◆ Description of the task ◆
Your job is to transcribe the material exactly. Keep every line.

◆ Entries supplied ◆
# # # #

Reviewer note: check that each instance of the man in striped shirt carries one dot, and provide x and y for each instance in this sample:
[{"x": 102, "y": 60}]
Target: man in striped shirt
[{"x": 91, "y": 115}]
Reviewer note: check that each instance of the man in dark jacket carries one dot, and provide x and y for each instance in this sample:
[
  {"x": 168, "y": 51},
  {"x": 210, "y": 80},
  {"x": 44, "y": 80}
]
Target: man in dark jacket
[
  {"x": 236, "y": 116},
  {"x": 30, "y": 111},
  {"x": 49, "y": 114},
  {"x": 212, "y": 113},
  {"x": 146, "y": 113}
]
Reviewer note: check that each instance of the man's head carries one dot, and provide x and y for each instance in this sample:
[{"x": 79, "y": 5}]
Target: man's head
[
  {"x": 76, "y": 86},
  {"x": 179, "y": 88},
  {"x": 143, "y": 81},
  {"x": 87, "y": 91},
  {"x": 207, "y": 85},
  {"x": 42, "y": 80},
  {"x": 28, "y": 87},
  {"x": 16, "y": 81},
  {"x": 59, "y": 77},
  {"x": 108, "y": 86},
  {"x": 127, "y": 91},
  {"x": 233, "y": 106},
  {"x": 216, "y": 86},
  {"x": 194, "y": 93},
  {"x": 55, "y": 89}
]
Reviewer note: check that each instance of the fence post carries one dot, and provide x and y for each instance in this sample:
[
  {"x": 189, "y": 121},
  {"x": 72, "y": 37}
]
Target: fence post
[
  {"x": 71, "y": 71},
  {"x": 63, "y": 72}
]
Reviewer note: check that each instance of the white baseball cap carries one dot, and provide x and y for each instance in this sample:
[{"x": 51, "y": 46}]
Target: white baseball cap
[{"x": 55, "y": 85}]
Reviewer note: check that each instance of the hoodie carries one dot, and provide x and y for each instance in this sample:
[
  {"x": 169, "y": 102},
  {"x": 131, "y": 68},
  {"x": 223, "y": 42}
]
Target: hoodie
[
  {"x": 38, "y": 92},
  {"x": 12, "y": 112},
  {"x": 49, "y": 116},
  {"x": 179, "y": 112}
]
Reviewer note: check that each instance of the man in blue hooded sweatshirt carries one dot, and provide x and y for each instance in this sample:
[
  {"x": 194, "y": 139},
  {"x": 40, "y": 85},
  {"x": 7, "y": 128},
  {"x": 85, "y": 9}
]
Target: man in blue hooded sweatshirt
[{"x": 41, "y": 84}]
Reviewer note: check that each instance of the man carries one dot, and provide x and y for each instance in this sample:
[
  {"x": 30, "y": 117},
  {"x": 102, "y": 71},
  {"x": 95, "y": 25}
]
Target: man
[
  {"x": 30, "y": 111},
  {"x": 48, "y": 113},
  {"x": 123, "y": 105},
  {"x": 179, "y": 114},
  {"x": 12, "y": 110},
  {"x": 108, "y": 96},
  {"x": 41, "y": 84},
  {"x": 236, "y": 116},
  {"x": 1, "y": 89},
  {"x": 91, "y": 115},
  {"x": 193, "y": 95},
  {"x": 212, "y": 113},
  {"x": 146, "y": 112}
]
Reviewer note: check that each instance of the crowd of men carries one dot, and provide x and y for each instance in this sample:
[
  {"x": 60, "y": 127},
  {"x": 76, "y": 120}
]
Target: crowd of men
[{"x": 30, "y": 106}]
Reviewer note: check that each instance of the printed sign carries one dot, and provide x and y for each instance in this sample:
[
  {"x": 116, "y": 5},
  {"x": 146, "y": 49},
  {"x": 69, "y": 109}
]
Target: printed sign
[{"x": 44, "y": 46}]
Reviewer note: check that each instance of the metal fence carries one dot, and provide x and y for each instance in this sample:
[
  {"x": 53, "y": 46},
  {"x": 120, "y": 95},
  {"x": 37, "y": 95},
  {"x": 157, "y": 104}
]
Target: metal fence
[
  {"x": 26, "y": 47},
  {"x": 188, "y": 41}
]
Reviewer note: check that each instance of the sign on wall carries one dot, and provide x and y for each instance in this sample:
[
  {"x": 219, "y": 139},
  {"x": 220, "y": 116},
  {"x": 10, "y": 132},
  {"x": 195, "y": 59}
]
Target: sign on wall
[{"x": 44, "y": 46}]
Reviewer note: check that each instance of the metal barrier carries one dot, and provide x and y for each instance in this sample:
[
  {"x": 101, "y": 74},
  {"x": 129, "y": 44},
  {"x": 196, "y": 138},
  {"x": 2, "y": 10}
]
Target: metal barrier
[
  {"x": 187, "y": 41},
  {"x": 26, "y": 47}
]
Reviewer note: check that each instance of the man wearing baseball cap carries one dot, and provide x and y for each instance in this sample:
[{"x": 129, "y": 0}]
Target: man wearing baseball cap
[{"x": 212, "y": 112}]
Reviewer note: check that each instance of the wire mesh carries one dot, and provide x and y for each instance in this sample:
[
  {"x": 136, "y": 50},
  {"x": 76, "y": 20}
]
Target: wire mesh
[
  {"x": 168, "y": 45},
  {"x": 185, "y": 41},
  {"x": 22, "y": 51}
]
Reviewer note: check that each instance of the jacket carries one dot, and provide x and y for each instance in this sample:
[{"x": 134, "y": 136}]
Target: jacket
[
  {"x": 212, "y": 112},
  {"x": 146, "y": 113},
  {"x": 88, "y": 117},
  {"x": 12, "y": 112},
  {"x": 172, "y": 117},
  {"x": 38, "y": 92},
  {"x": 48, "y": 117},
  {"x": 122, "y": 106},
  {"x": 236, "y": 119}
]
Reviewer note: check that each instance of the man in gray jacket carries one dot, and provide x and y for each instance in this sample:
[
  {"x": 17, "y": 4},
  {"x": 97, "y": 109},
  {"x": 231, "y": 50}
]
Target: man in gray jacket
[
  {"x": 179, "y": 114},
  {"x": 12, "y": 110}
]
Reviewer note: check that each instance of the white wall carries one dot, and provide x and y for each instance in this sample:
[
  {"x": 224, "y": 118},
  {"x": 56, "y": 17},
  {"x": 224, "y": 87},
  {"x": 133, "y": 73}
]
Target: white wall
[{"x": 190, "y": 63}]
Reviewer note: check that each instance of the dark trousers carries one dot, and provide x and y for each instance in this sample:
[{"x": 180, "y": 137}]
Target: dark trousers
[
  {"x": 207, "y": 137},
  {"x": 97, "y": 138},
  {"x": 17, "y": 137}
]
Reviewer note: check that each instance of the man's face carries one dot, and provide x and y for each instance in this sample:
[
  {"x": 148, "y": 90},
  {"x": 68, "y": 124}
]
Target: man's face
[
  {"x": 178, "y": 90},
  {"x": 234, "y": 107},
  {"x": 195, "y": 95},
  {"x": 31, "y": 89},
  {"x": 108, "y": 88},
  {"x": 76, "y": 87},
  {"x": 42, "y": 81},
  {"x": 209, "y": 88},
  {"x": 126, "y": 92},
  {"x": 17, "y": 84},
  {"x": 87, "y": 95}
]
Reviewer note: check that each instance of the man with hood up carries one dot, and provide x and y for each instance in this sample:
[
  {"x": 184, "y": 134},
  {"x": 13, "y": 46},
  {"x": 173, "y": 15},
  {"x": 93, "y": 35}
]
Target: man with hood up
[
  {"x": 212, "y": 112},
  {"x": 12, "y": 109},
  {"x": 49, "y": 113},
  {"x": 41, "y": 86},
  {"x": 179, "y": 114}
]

# # # #

◆ Your response ◆
Reviewer note: check that each instance of the man in striped shirt carries one dot, and provide x and y for each instance in this sample:
[{"x": 102, "y": 60}]
Target: man in striped shirt
[{"x": 91, "y": 115}]
Reviewer note: check that each instance of the man in dark jacket carries one dot, and provide x and y for each instance in this sample:
[
  {"x": 168, "y": 51},
  {"x": 210, "y": 80},
  {"x": 44, "y": 80}
]
Target: man in dark jacket
[
  {"x": 236, "y": 116},
  {"x": 30, "y": 111},
  {"x": 49, "y": 114},
  {"x": 212, "y": 113},
  {"x": 146, "y": 113}
]
Reviewer note: check that each instance of the man's head carries one dot, and provide x and y for each instance in this sample:
[{"x": 79, "y": 5}]
Target: man's head
[
  {"x": 76, "y": 86},
  {"x": 179, "y": 88},
  {"x": 143, "y": 81},
  {"x": 87, "y": 91},
  {"x": 207, "y": 85},
  {"x": 42, "y": 80},
  {"x": 28, "y": 87},
  {"x": 16, "y": 81},
  {"x": 59, "y": 77},
  {"x": 108, "y": 86},
  {"x": 127, "y": 91},
  {"x": 233, "y": 106},
  {"x": 216, "y": 86},
  {"x": 194, "y": 93},
  {"x": 55, "y": 89}
]
Reviewer note: check that each instance of the fence post carries one dot, and provide x and y for each instance in this sample:
[
  {"x": 189, "y": 121},
  {"x": 72, "y": 37}
]
Target: fence post
[
  {"x": 71, "y": 71},
  {"x": 63, "y": 72}
]
Reviewer note: check that each instance of the white baseball cap carries one dot, and provide x and y for each instance in this sample:
[{"x": 51, "y": 46}]
Target: white baseball cap
[{"x": 55, "y": 85}]
Reviewer note: check that each instance of the hoodie carries one dot, and provide x and y for each instance in this sample:
[
  {"x": 169, "y": 102},
  {"x": 131, "y": 68},
  {"x": 223, "y": 42}
]
Target: hoodie
[
  {"x": 38, "y": 92},
  {"x": 12, "y": 112},
  {"x": 49, "y": 116},
  {"x": 179, "y": 112}
]
Reviewer note: check that each instance of the man in blue hooded sweatshirt carries one dot, and provide x and y for each instance in this sample:
[
  {"x": 194, "y": 139},
  {"x": 40, "y": 85},
  {"x": 7, "y": 128},
  {"x": 85, "y": 9}
]
Target: man in blue hooded sweatshirt
[{"x": 41, "y": 84}]
Reviewer note: check that each instance of the man carries one dot, and provide x and y for each instance in this sample:
[
  {"x": 30, "y": 117},
  {"x": 102, "y": 71},
  {"x": 95, "y": 25}
]
Target: man
[
  {"x": 30, "y": 111},
  {"x": 48, "y": 113},
  {"x": 123, "y": 105},
  {"x": 179, "y": 114},
  {"x": 12, "y": 110},
  {"x": 108, "y": 96},
  {"x": 41, "y": 84},
  {"x": 236, "y": 116},
  {"x": 1, "y": 89},
  {"x": 91, "y": 115},
  {"x": 193, "y": 95},
  {"x": 212, "y": 113},
  {"x": 146, "y": 112}
]
Reviewer note: check that each instance of the crowd of men carries one dot, and provide x and y for each instance in this sample:
[
  {"x": 60, "y": 127},
  {"x": 76, "y": 120}
]
Target: crowd of men
[{"x": 30, "y": 106}]
Reviewer note: check that each instance of the printed sign carries one dot, and provide x and y for each instance in this sample:
[
  {"x": 116, "y": 5},
  {"x": 146, "y": 49},
  {"x": 69, "y": 109}
]
Target: printed sign
[{"x": 44, "y": 46}]
Reviewer note: check that each instance of the metal fence carries one dot, and provide x and y for each instance in this sample:
[
  {"x": 53, "y": 46},
  {"x": 120, "y": 95},
  {"x": 37, "y": 95},
  {"x": 157, "y": 104}
]
Target: metal fence
[
  {"x": 26, "y": 47},
  {"x": 188, "y": 41}
]
Reviewer note: check that each instance of the sign on wall carries one dot, and provide x and y for each instance in this sample:
[
  {"x": 219, "y": 139},
  {"x": 220, "y": 116},
  {"x": 10, "y": 132},
  {"x": 195, "y": 59}
]
Target: sign on wall
[{"x": 44, "y": 46}]
Reviewer note: check that each instance of the metal barrier carries one dot, and provide x and y for each instance in this sample:
[
  {"x": 101, "y": 74},
  {"x": 129, "y": 44},
  {"x": 196, "y": 138},
  {"x": 2, "y": 10}
]
Target: metal barrier
[
  {"x": 187, "y": 41},
  {"x": 26, "y": 47}
]
Reviewer note: check that each instance of the man wearing baseball cap carries one dot, and provide x and y for each instance in this sample:
[{"x": 129, "y": 0}]
Target: man wearing baseball cap
[{"x": 212, "y": 112}]
Reviewer note: check that each instance of the wire mesh carries one dot, and provide x and y for each instance in this sample:
[
  {"x": 136, "y": 50},
  {"x": 76, "y": 20}
]
Target: wire mesh
[
  {"x": 168, "y": 45},
  {"x": 185, "y": 41},
  {"x": 22, "y": 51}
]
Reviewer note: check that each instance of the jacket carries one dot, and provide x and y for each instance in this sample:
[{"x": 134, "y": 136}]
Target: jacket
[
  {"x": 212, "y": 112},
  {"x": 146, "y": 113},
  {"x": 88, "y": 117},
  {"x": 12, "y": 112},
  {"x": 172, "y": 117},
  {"x": 38, "y": 92},
  {"x": 48, "y": 117},
  {"x": 122, "y": 106},
  {"x": 236, "y": 119}
]
Reviewer note: check that each instance of the man in gray jacket carries one dot, and provide x and y for each instance in this sample:
[
  {"x": 17, "y": 4},
  {"x": 97, "y": 109},
  {"x": 231, "y": 50}
]
Target: man in gray jacket
[
  {"x": 179, "y": 114},
  {"x": 12, "y": 110}
]
Reviewer note: check that each instance of the white wall carries one dot, and provide x and y for each instance in this sample:
[
  {"x": 224, "y": 118},
  {"x": 56, "y": 17},
  {"x": 224, "y": 87},
  {"x": 133, "y": 73}
]
Target: white wall
[{"x": 190, "y": 63}]
Reviewer note: check that each instance of the dark trousers carries one dot, and provide x and y for each instance in this sample:
[{"x": 180, "y": 137}]
Target: dark trousers
[
  {"x": 207, "y": 137},
  {"x": 97, "y": 138},
  {"x": 17, "y": 137}
]
Reviewer note: check that each instance of the man's face carries one dot, and provide x and y for each instance in this sample:
[
  {"x": 148, "y": 90},
  {"x": 68, "y": 124}
]
Target: man's face
[
  {"x": 178, "y": 90},
  {"x": 234, "y": 107},
  {"x": 195, "y": 95},
  {"x": 31, "y": 89},
  {"x": 108, "y": 88},
  {"x": 76, "y": 87},
  {"x": 42, "y": 81},
  {"x": 209, "y": 88},
  {"x": 126, "y": 92},
  {"x": 17, "y": 84},
  {"x": 87, "y": 95}
]
Reviewer note: check that each instance of the man with hood up carries one dot, and provide x and y for each instance in this sample:
[
  {"x": 184, "y": 134},
  {"x": 13, "y": 46},
  {"x": 173, "y": 15},
  {"x": 93, "y": 35}
]
Target: man with hood up
[
  {"x": 212, "y": 112},
  {"x": 12, "y": 109},
  {"x": 49, "y": 113},
  {"x": 41, "y": 86},
  {"x": 179, "y": 114}
]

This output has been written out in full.